╔══

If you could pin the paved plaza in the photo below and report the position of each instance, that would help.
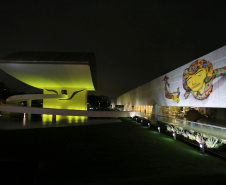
(113, 153)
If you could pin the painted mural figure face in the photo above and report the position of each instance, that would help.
(198, 78)
(196, 81)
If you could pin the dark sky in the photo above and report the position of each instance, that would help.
(134, 41)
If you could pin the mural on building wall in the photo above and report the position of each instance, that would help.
(198, 79)
(171, 95)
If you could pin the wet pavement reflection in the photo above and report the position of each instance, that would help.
(16, 121)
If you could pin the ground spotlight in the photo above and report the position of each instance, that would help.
(159, 129)
(202, 149)
(174, 136)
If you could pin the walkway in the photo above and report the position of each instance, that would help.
(115, 153)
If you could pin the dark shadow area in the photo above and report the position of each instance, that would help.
(114, 153)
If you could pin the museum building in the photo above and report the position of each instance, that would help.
(189, 100)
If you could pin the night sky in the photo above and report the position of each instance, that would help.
(133, 41)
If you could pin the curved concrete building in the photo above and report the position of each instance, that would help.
(71, 74)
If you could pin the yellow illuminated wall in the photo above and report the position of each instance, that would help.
(77, 102)
(143, 108)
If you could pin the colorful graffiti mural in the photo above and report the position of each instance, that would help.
(198, 79)
(171, 95)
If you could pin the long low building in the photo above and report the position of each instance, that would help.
(198, 86)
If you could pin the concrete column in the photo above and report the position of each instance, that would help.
(28, 116)
(155, 111)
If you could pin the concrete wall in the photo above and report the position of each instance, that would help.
(153, 92)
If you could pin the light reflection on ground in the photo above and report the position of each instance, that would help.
(17, 122)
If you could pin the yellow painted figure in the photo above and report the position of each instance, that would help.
(198, 79)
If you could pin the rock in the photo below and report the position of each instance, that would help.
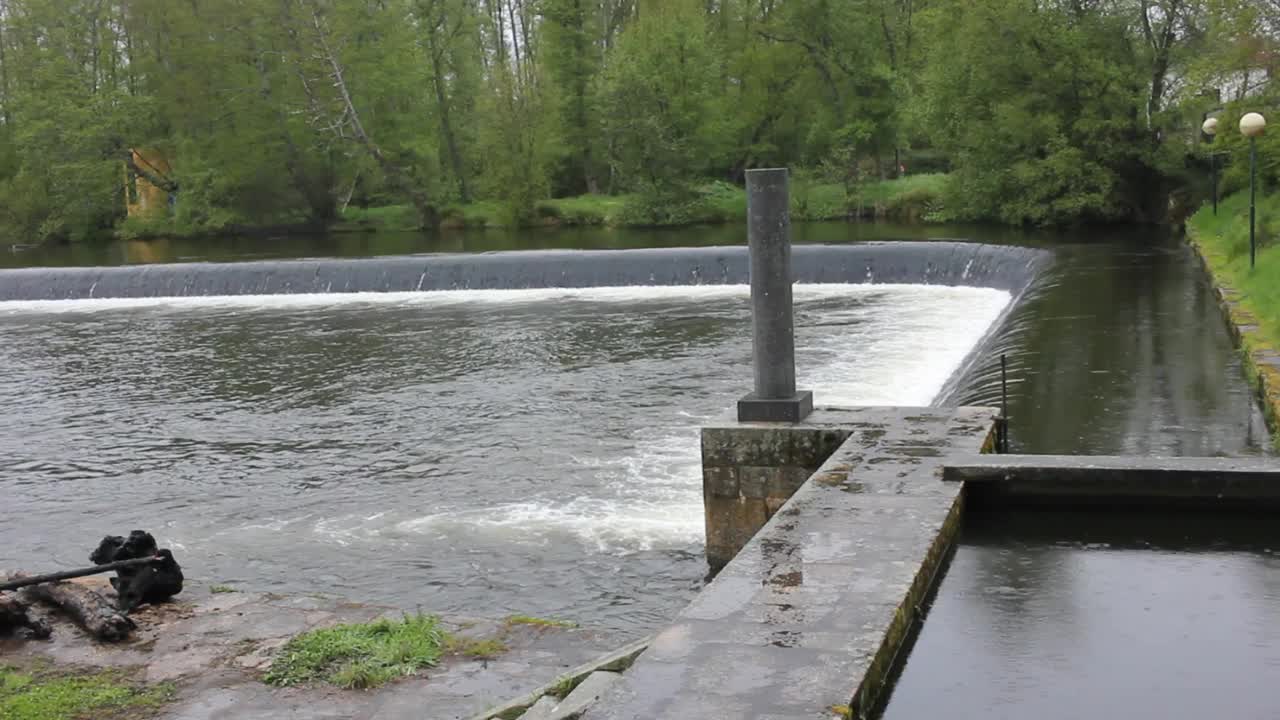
(583, 696)
(540, 710)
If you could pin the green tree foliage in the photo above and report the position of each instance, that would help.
(284, 112)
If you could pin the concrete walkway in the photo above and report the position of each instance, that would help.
(805, 621)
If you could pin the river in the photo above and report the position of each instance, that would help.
(536, 452)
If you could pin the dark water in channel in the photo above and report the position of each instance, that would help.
(1120, 350)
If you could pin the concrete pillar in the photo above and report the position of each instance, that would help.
(768, 233)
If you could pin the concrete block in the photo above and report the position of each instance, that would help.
(583, 696)
(540, 710)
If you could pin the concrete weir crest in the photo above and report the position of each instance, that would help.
(827, 528)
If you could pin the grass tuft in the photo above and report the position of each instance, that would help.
(362, 655)
(51, 696)
(1224, 238)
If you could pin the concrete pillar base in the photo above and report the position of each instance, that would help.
(753, 409)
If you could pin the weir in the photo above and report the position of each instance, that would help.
(922, 263)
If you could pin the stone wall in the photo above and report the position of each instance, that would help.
(1261, 359)
(750, 470)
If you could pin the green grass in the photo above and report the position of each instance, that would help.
(385, 218)
(539, 621)
(1225, 242)
(45, 695)
(362, 655)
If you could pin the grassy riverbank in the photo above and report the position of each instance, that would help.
(913, 199)
(1224, 240)
(1252, 296)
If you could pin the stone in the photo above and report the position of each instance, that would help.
(583, 696)
(814, 607)
(540, 710)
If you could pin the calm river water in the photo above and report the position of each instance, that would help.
(474, 452)
(538, 452)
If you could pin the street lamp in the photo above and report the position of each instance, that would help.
(1252, 126)
(1210, 130)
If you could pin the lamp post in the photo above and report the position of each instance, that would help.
(1210, 130)
(1252, 126)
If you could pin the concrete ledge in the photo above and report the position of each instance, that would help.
(1202, 483)
(814, 610)
(931, 263)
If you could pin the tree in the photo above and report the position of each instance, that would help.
(657, 98)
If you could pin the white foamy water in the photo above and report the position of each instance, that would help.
(653, 495)
(493, 451)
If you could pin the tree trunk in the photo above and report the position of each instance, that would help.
(451, 140)
(13, 616)
(88, 609)
(4, 80)
(426, 213)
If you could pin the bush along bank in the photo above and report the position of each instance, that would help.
(1249, 297)
(909, 199)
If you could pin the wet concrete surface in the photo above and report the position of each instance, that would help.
(814, 607)
(215, 647)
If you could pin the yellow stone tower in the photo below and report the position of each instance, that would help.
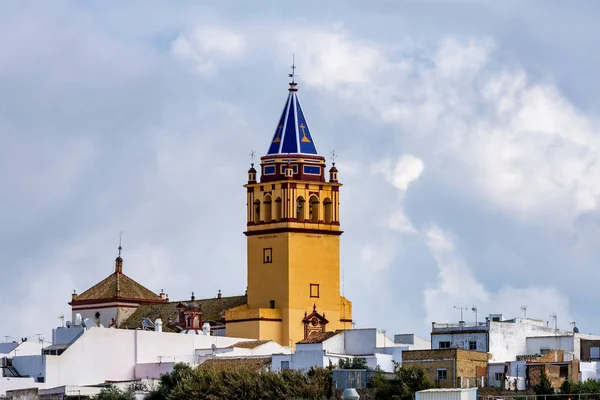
(293, 233)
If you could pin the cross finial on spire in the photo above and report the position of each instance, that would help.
(293, 67)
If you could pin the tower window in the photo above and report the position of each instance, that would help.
(267, 255)
(256, 211)
(268, 210)
(300, 215)
(314, 209)
(278, 209)
(314, 290)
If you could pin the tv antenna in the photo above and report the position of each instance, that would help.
(293, 67)
(461, 311)
(333, 157)
(474, 309)
(555, 318)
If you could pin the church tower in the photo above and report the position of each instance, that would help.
(293, 238)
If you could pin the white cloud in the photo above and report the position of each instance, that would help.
(457, 285)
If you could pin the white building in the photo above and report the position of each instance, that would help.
(81, 357)
(506, 339)
(329, 347)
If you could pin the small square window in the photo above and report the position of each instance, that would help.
(267, 255)
(314, 290)
(442, 374)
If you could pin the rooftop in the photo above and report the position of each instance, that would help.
(211, 311)
(226, 363)
(117, 285)
(318, 338)
(292, 135)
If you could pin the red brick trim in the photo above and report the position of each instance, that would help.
(293, 230)
(109, 306)
(254, 319)
(115, 299)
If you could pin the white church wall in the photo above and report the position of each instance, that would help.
(98, 355)
(15, 384)
(29, 366)
(64, 335)
(152, 370)
(106, 314)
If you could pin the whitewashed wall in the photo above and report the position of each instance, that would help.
(15, 384)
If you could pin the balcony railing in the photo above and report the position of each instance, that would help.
(460, 326)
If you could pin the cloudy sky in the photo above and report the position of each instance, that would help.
(468, 135)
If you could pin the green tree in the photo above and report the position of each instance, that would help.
(169, 381)
(408, 381)
(353, 363)
(112, 393)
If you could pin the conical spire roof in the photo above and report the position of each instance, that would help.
(292, 135)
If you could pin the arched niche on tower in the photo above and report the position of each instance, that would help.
(314, 208)
(268, 209)
(278, 209)
(300, 209)
(256, 211)
(327, 210)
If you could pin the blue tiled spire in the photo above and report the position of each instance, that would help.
(292, 135)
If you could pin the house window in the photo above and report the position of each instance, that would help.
(267, 255)
(544, 350)
(563, 371)
(314, 290)
(442, 374)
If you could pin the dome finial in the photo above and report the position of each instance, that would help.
(293, 75)
(120, 238)
(119, 260)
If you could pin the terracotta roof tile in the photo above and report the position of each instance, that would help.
(318, 337)
(211, 311)
(107, 289)
(227, 363)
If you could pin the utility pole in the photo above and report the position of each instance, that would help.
(461, 312)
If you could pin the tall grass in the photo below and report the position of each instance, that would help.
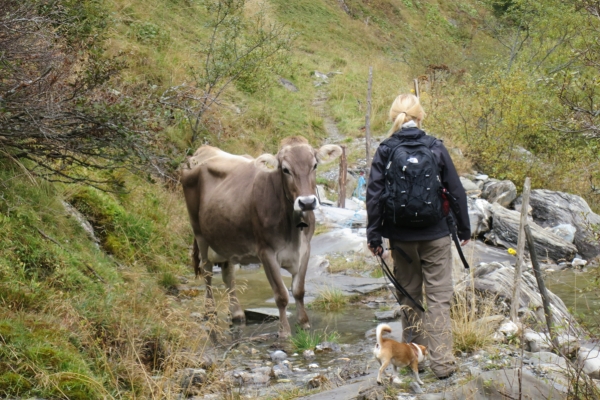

╚══

## Work required
Locate every line in the records above that contains the string "lamp", and copy each one. Case counts.

## Exercise solution
If you could pin the street lamp in the photo above and report the position of each instance, that would help.
If you could pin the lamp post in the photo above and report the position of each instance, that would help.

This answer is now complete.